EXERCISE DESCRIPTION:
Please give a word-for-word repeat of the line containing "Segment rubber boot from the image above." and all lines that come after it in the entries below, ending at the last line.
%%
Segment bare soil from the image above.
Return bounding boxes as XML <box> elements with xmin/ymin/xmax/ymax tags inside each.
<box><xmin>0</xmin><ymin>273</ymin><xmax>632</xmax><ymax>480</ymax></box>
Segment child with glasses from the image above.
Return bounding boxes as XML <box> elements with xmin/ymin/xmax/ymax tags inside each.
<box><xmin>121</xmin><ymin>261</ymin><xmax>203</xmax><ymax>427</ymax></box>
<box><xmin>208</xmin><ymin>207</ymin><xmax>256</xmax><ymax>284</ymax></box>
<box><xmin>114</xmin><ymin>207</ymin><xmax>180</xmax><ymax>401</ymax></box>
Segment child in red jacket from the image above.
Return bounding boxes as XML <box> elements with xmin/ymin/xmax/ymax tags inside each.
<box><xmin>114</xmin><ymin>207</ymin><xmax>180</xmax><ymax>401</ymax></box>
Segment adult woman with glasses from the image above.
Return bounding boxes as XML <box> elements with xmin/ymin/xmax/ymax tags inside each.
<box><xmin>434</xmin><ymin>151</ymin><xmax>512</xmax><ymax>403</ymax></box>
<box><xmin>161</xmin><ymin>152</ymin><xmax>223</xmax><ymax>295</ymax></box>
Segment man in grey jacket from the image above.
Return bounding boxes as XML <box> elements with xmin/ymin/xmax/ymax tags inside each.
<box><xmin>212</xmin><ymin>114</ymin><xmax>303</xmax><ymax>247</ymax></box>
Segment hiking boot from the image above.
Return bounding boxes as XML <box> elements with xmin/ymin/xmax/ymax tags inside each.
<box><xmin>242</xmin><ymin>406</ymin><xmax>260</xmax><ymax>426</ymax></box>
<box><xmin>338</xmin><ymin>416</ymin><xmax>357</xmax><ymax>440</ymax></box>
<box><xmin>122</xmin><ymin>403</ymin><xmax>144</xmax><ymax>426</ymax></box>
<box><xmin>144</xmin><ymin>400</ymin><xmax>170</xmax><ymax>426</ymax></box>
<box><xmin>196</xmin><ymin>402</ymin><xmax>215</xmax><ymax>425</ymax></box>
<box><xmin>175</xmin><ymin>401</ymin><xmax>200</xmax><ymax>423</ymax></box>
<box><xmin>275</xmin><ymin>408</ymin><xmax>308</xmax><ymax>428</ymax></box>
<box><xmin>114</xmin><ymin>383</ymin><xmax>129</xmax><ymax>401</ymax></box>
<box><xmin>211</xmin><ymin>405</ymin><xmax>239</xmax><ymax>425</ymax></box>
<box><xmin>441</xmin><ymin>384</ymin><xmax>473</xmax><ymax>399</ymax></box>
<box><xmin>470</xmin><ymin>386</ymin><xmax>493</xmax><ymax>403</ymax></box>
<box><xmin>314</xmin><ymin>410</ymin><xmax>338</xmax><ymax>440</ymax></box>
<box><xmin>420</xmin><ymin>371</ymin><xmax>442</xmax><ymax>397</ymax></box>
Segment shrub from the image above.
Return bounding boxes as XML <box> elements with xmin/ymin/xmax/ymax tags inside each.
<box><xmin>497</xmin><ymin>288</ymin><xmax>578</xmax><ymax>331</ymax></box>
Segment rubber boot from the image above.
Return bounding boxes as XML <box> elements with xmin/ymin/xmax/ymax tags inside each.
%%
REPLY TO THE EXERCISE:
Segment rubber boot from the image above.
Return bounding boxes as XML <box> elements with xmin/ymin/xmax/ymax tags inside each.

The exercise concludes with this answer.